→ Page text:
^^^^^^^^^^^^^^^^
This is a strong argument for english teachers especially. I agree the most with Elisa Hubert and the fact that styles do very and if every student was to write with whatever structure they felt was right for them, then a teacher would wind up with way to many things to grade like what Hubert mentioned. I do agree that everyone needs to learn from their mistakes, but one may also wonder whether or not the teacher was in fact too harsh, or whether the mother refused to see the mistakes in her son's perfect paper. I believe that there should be a basic structure to follow, but how strictly it is followed should be based on the age of the writer, the audience, the purpose of the paper (whether it is an essay or not), and who the writer is (a second grader, a high schooler, a journalist, a grad-student). A basic guideline to follow helps to keep the writer's mind from wandering to completely different topics, and staying on task, but yet once again, I believe it all depends on what kind of paper it is. Some papers are written to please others, while some are just written out of a formulated opinion, which if it's an opinion paper, it should be respected and regarded less harshly due to the fact that it is a person's opinion. I'm not saying that all papers are opinion papers, but some are. Writing not only comes from the head, but from the heart as well. As for the little boy, I feel bad for him, but he shouldn't give up just because one teacher was harsh about a paper. He needs to keep writing, and "improve" to somewhat please the teacher. - Charity Green - English 151, Rhetoric As Argument

Anonymous said...

This article gave me a new insight on how English teachers might feel while grading a student's paper. On the other hand, I am currently a student, and at times it frustrates me when teachers give me a bad grade on a paper when I feel I should have got a better grade. I agree with Janadas Devan when he talks about his son receiving a bad grade. I am not big on writing papers the "correct" way. There are times, as the teacher said in the article when you need to write in a logical form. For example, when writing an informational piece, or a lab report. I feel those need a straight forward introduction, body, and conclusion. But if you are writing a novel, or an article for a magazine you are writing what you feel. Writing is for expressing one's self and in doing that you have to have your own writing style. I feel like English teachers have such an important role in molding a child’s mind. They have the power and tools to let them experiment their writing skills. Though in doing that teachers have to give them a set form to learn from. There is always a time and a place for writing the "right" way and there are times when you can write your own way. There is a fine line between those two. It is an issue that may only be solved by "arguing." All in all I have to agree with both sides of the argument. Both Janadas Devan and the English teacher make valid points.
^^^^^^^^^^^^^^^^
→ Data supplied:
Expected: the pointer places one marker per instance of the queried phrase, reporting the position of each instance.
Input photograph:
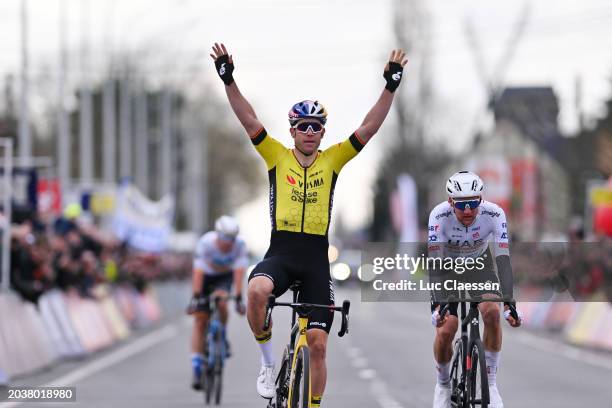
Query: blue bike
(216, 351)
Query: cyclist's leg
(317, 288)
(443, 342)
(223, 289)
(269, 276)
(492, 333)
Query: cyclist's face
(466, 216)
(307, 140)
(225, 245)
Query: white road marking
(565, 350)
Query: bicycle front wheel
(300, 385)
(478, 384)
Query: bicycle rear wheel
(300, 386)
(457, 374)
(282, 381)
(478, 384)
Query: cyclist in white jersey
(220, 261)
(463, 227)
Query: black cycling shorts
(295, 256)
(487, 274)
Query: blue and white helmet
(464, 184)
(307, 110)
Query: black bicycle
(293, 380)
(469, 381)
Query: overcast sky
(333, 51)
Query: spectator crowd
(74, 255)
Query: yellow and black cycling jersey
(301, 198)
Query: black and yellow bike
(293, 380)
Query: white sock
(492, 358)
(267, 357)
(443, 371)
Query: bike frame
(298, 335)
(297, 340)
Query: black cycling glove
(225, 69)
(393, 76)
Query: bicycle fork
(300, 341)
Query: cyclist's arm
(375, 117)
(501, 251)
(199, 264)
(436, 241)
(224, 64)
(243, 110)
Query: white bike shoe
(495, 400)
(265, 382)
(442, 395)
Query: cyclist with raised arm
(302, 181)
(464, 226)
(219, 262)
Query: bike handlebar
(303, 309)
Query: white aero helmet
(227, 226)
(464, 184)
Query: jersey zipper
(304, 201)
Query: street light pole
(25, 137)
(7, 143)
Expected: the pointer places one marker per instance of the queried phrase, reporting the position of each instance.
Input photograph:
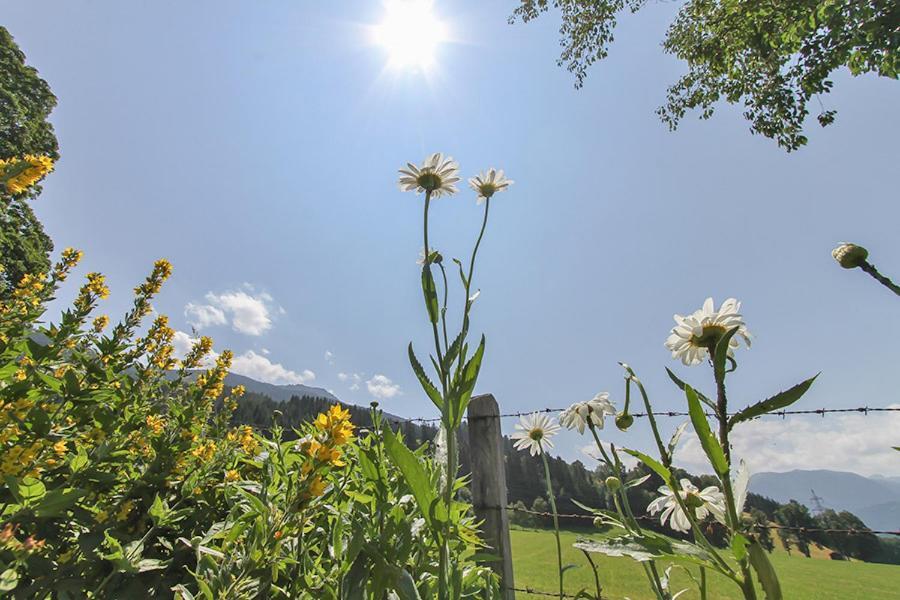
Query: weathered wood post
(489, 485)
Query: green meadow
(817, 578)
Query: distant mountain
(874, 500)
(278, 393)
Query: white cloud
(382, 387)
(204, 315)
(259, 367)
(250, 312)
(182, 343)
(856, 443)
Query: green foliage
(122, 475)
(25, 105)
(773, 57)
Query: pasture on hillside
(534, 561)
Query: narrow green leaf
(429, 388)
(764, 570)
(55, 502)
(682, 384)
(776, 402)
(721, 353)
(654, 465)
(467, 384)
(707, 440)
(430, 292)
(415, 475)
(739, 546)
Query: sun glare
(411, 33)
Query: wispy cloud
(382, 387)
(248, 311)
(259, 367)
(857, 443)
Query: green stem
(726, 569)
(885, 281)
(471, 274)
(555, 521)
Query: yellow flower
(97, 285)
(204, 451)
(155, 424)
(18, 174)
(100, 323)
(124, 510)
(316, 487)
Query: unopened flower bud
(850, 256)
(624, 421)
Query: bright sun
(411, 33)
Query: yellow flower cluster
(244, 437)
(336, 424)
(97, 285)
(100, 323)
(162, 270)
(204, 451)
(19, 174)
(198, 351)
(155, 424)
(323, 450)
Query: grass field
(534, 559)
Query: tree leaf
(682, 384)
(776, 402)
(764, 570)
(707, 440)
(431, 391)
(57, 501)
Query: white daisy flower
(595, 410)
(533, 432)
(489, 183)
(693, 335)
(436, 175)
(709, 501)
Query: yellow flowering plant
(122, 473)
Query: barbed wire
(754, 525)
(862, 410)
(534, 592)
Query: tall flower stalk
(709, 335)
(456, 369)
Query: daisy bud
(624, 421)
(850, 256)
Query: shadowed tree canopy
(25, 104)
(772, 56)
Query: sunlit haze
(411, 33)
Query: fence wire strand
(755, 525)
(863, 410)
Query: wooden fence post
(489, 485)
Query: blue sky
(256, 145)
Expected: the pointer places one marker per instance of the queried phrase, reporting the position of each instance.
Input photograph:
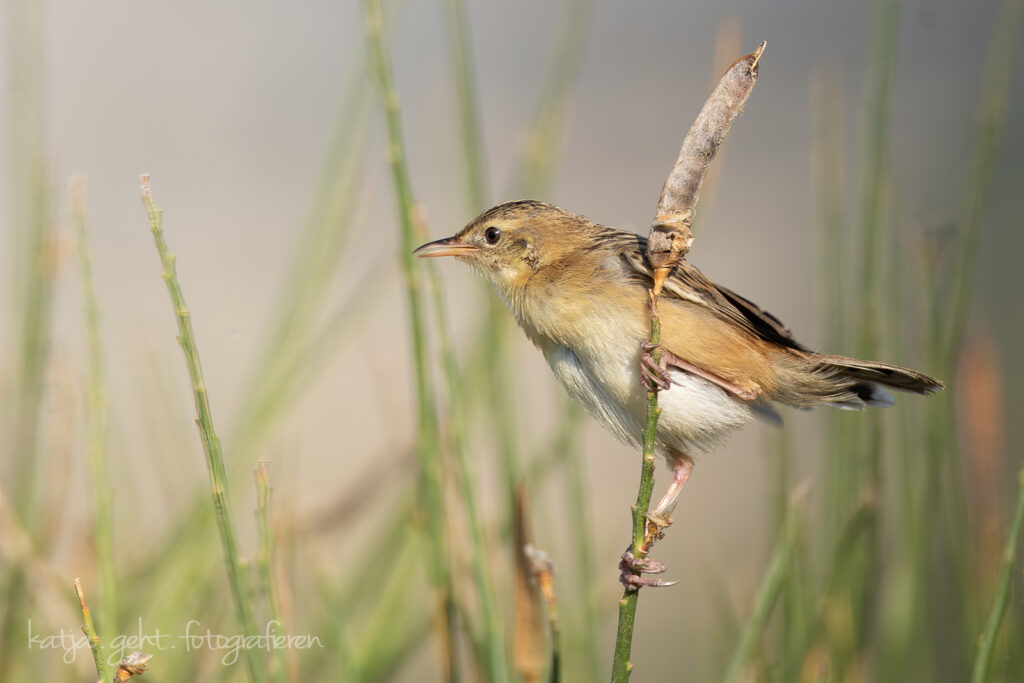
^^^^^^^^^^^^^^^^
→ Request:
Decide whether each statement agrees with the reader comments, giving yes or no and quoting the deciding words: 1. Charity Green agrees most with Elisa Hubert. 2. The anonymous commenter thinks a lab report needs a straightforward introduction, body, and conclusion. 3. Charity Green thinks the little boy should stop writing. The entries have nothing to do with the reader comments.

→ Task answer:
1. Yes: "I agree the most with Elisa Hubert"
2. Yes: "For example, when writing an informational piece, or a lab report. I feel those need a straight forward introduction, body, and conclusion."
3. No: "He needs to keep writing"